▶ _Task requirements_
Give back each record precisely, pictures excluded.

[Photo-based referring expression data]
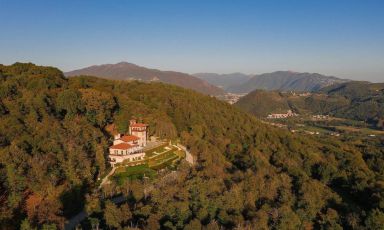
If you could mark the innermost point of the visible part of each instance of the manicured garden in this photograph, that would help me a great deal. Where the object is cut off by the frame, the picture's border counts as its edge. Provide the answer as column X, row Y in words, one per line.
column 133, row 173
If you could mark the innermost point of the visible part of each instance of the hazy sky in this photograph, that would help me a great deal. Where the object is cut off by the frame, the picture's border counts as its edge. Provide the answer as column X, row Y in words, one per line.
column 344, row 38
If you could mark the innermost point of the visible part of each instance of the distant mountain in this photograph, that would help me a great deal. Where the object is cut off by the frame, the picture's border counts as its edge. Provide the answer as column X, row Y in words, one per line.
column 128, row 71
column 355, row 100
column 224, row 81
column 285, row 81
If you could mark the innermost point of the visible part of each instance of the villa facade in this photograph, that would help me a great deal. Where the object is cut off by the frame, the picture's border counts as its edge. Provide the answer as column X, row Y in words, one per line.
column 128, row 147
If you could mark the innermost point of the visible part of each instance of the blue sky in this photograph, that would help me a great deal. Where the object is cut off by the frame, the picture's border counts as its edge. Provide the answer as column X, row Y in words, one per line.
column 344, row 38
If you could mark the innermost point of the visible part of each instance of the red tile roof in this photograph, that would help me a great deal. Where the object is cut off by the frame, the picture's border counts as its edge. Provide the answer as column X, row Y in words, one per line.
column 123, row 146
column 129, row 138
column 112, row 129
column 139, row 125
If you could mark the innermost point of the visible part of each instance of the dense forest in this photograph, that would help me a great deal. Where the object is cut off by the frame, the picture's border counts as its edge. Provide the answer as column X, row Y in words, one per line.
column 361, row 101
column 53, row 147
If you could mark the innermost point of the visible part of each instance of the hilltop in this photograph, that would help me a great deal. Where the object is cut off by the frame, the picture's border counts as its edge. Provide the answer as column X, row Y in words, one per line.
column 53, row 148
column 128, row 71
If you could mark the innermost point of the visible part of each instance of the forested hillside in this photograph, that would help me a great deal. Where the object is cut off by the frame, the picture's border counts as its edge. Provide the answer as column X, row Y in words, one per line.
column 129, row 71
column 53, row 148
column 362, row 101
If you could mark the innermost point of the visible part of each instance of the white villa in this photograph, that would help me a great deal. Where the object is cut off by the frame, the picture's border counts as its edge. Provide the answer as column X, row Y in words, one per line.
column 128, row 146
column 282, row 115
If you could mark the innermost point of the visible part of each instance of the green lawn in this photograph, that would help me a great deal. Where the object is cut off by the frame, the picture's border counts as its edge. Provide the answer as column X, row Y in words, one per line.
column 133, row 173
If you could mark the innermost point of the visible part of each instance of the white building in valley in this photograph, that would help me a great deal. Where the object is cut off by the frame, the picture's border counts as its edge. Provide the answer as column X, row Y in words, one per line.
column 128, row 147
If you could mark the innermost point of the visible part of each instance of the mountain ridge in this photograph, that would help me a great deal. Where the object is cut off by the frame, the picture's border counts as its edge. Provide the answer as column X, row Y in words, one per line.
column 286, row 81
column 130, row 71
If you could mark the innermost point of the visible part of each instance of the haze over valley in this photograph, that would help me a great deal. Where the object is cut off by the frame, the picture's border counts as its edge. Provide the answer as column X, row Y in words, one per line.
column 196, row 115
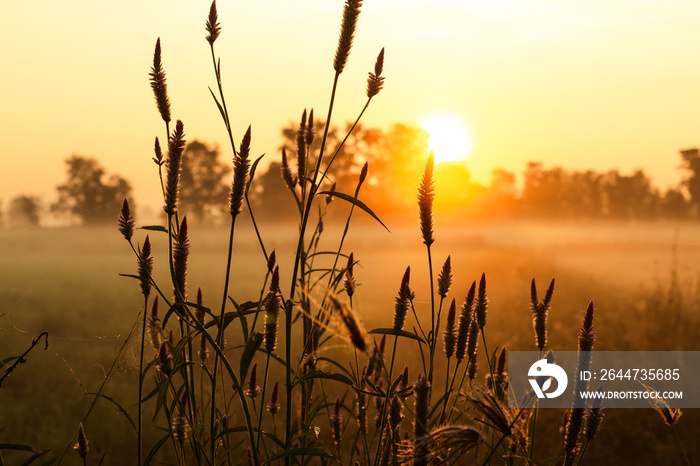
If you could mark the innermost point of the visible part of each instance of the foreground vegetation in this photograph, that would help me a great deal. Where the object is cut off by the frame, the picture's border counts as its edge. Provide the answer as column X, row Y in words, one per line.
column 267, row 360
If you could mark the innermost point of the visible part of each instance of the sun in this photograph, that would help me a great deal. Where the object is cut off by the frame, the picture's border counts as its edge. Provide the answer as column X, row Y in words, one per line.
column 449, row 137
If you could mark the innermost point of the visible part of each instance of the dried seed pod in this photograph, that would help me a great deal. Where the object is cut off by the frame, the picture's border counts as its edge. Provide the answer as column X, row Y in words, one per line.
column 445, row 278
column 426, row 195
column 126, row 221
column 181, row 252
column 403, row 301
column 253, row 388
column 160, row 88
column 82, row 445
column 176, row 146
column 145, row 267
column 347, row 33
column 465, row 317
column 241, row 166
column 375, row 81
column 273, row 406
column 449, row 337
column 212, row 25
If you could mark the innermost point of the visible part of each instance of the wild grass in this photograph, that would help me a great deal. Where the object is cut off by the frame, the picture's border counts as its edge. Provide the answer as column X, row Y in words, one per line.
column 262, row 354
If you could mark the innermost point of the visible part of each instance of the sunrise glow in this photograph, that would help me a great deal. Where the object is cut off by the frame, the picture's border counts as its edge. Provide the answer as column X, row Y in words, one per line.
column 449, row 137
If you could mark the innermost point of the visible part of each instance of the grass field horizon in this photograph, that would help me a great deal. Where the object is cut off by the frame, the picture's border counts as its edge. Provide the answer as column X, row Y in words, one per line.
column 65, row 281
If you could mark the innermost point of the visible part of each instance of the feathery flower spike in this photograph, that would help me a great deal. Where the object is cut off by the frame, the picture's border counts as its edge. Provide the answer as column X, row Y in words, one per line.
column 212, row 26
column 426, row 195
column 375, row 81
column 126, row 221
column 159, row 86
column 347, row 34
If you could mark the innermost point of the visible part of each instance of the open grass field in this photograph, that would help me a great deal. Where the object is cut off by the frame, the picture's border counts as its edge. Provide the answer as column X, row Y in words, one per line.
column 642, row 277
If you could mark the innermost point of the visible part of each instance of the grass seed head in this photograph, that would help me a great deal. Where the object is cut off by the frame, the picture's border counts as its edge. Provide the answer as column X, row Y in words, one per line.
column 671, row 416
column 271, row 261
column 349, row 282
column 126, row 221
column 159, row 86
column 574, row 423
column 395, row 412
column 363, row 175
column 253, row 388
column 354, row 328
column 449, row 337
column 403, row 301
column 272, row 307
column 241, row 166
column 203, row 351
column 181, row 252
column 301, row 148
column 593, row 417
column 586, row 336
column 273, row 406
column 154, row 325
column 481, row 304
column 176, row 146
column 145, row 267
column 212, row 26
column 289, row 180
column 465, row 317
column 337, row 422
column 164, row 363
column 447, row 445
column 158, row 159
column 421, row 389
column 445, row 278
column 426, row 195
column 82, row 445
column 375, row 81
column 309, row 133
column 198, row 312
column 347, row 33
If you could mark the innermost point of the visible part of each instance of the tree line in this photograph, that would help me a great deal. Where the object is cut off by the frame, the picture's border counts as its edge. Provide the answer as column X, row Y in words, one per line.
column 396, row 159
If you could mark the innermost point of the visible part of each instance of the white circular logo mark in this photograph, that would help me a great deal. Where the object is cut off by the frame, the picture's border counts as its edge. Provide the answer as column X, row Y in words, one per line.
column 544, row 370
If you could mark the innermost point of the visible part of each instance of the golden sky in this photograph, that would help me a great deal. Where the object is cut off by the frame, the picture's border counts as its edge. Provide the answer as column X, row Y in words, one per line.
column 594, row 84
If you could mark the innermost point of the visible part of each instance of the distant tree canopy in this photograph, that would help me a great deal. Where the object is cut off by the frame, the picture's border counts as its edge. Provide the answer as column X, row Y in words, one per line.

▶ _The answer_
If you could mark the innermost point of the visible part of each instance of the manicured garden in this photograph, that would help me a great deal. Where the object is cut off by the frame, the picture's border counts as its edge. Provide the answer as column X, row Y in words, one per line.
column 133, row 173
If you could mark the innermost point of the visible part of each instance of the hazy sky in this photograph, that would help me a great deal. Where the object is cut off by the frame, the picture's border counts as its edge. Provide the answer as column X, row Y in words, one per line.
column 344, row 38
If you could mark the innermost point of the visible part of each instance of the distant mountain in this photograph, that would help me a great deal. Where the object is cut off by the frame, the picture's border counts as its edge. Provide the answer as column X, row Y in words, one per line.
column 128, row 71
column 355, row 100
column 224, row 81
column 285, row 81
If you could mark the innermost point of the visible part of each instance of the villa facade in this photograph, that would help me a great deal. Where the object is cut off by the frame, the picture's border counts as its edge. Provide the answer as column X, row Y in words, one per line.
column 128, row 147
If you could mark the innermost point of the visible part of each instance of the blue sky in this photograph, that would help me a great deal. Where the object is cut off by the frame, the picture's border counts as its edge. Provide the answer as column X, row Y in words, one per line.
column 344, row 38
If you could mark the innermost point of the visible part of each instance of the red tile roof in this photograph, that would help me a great deal. Where the object is cut off by the frame, the picture's border counts as its edge. Provide the answer as column X, row Y in words, one per line.
column 123, row 146
column 129, row 138
column 112, row 129
column 139, row 125
If you could mark the innermost point of the visible part of each instance of the dense forest in this photograph, that would help me a great deal. Where the object is cut off by the frame, the picture's border counts as its edge. Provide the answer as column X, row Y in words, one per line.
column 361, row 101
column 53, row 147
If you could mark the innermost point of the visible part of each instance of the hilltop in this photograph, that would help me a great deal. Where the object is cut off by the frame, the picture's border counts as its edge. Provide the answer as column X, row Y in words, one per line.
column 53, row 148
column 128, row 71
If you could mark the innermost point of the visible part of each instance of the forested hillside in this photograph, that would help me a great deal. Where the object is cut off by the frame, the picture's border counts as its edge. Provide the answer as column X, row Y in words, one per line.
column 129, row 71
column 53, row 148
column 362, row 101
If you could mark the innermost point of the visible part of each instance of the white villa in this photograph, that would help me a great deal. Where the object is cut off by the frame, the picture's border counts as its edge. Provide the answer as column X, row Y in words, one per line.
column 128, row 146
column 282, row 115
If you could mark the innermost point of the visible part of each instance of the green lawn in this photograph, that would help me a great deal. Where the object is cut off by the frame, the picture's border counts as its edge. Provide the answer as column X, row Y in words, one per line.
column 133, row 173
If you could mark the innermost point of the visible part of each instance of the white building in valley in this photograph, that would help me a great deal. Where the object is cut off by the frame, the picture's border counts as its edge. Provide the answer as column X, row Y in words, one per line.
column 128, row 147
If you could mark the innermost point of the visible part of each instance of the mountain ridge in this photograph, that would help me a great deal. Where the object is cut off by the frame, the picture's border counts as its edge. Provide the answer as column X, row Y in words, one per line.
column 286, row 81
column 130, row 71
If you could mark the innermost point of the visible part of each instance of the haze over valley in this photograph, that would help me a great deal. Where the object is cut off by the frame, the picture's border counts as its edge. Provide the answer as column X, row Y in words, one per line.
column 196, row 115
If you could mark the innermost point of the visible part of each instance of the foreground vegetation in this photograph, that would help me a great deal. Where the object is cut off by the frame, the picture's border counts as its edge. Provide the answer as column X, row Y in words, one per line.
column 267, row 360
If you could mark the innermost point of the visible part of each instance of the sun in this photograph, that would help me a great deal. Where the object is cut off by the frame, the picture's border counts as its edge. Provide the answer as column X, row Y in words, one per line.
column 449, row 137
If you could mark the innermost point of the visible part of each instance of the dried seed pod in this photograph, that would help me a great deal. Where the object is cut off by the frame, the picture's border counts as its edge. Provide the answer as column X, row Y in words, one per line.
column 445, row 278
column 426, row 195
column 126, row 221
column 181, row 252
column 403, row 301
column 253, row 388
column 160, row 88
column 82, row 445
column 176, row 146
column 145, row 267
column 347, row 33
column 465, row 317
column 241, row 166
column 375, row 81
column 273, row 406
column 449, row 337
column 212, row 25
If you could mark the innermost point of the visible part of each instance of the wild grass in this photograph, that would help me a great deal. Where the object is cut off by the frame, the picture's border counts as its edge. Provide the answer as column X, row Y in words, one per line.
column 262, row 354
If you could mark the innermost point of the visible part of each instance of the sunrise glow in this photograph, that would help me a great deal. Where the object is cut off by the frame, the picture's border counts as its edge. Provide the answer as column X, row Y in words, one per line.
column 449, row 137
If you could mark the innermost point of the visible part of each instance of the grass field horizon in this photograph, that would help me a great deal. Where the object is cut off by the frame, the picture's border counts as its edge. Provide the answer as column X, row Y in words, one per line.
column 65, row 281
If you could mark the innermost point of the visible part of each instance of the feathery flower spike in this photograph, that would help me a great deal. Where the object is cut off by the frame, the picture's border counts as its edge. Provide the answer as column X, row Y in words, one per line.
column 212, row 26
column 426, row 195
column 375, row 81
column 126, row 221
column 159, row 86
column 347, row 34
If you could mark the innermost point of the visible part of each instance of the open grass field in this photograph, that would help me a great deal. Where the object is cut off by the frame, the picture's border counts as its edge. Provide the answer as column X, row Y in words, one per line.
column 642, row 277
If you could mark the innermost point of the visible part of each instance of the grass seed head in this photograph, that would help me a great deal. Where the object is cut off by the frame, the picture's border counts as its edge. Provide the answer as column X, row Y in words, one per line.
column 671, row 416
column 271, row 261
column 349, row 282
column 126, row 221
column 159, row 86
column 574, row 423
column 395, row 412
column 363, row 175
column 253, row 388
column 354, row 328
column 449, row 337
column 403, row 301
column 272, row 307
column 241, row 166
column 203, row 351
column 181, row 252
column 301, row 148
column 593, row 417
column 586, row 336
column 273, row 406
column 154, row 325
column 481, row 304
column 176, row 146
column 145, row 267
column 212, row 26
column 289, row 180
column 465, row 317
column 337, row 422
column 164, row 363
column 447, row 445
column 158, row 159
column 421, row 389
column 445, row 278
column 426, row 195
column 82, row 445
column 375, row 81
column 309, row 133
column 198, row 312
column 347, row 33
If you could mark the innermost point of the visible part of each instance of the tree line in this photograph, that would help me a great deal. Where the object is cut off by the frame, the picture's border counts as its edge. Provide the answer as column X, row Y in words, one per line.
column 396, row 159
If you could mark the innermost point of the visible part of each instance of the white circular logo mark in this photograph, that would help me a great deal. Where the object is cut off by the frame, the picture's border counts as its edge. Provide the answer as column X, row Y in words, one per line.
column 544, row 370
If you could mark the innermost point of the visible part of each instance of the golden sky in this photograph, that would help me a great deal. Where the object is cut off by the frame, the picture's border counts as its edge. Provide the answer as column X, row Y in words, one per line.
column 594, row 84
If you could mark the innermost point of the visible part of each instance of the distant tree canopy in this photograph, that would help me a great deal. Where the object is cut off by the frame, the picture's border counts as its edge. Provide the answer as column X, row Y in words, one per line.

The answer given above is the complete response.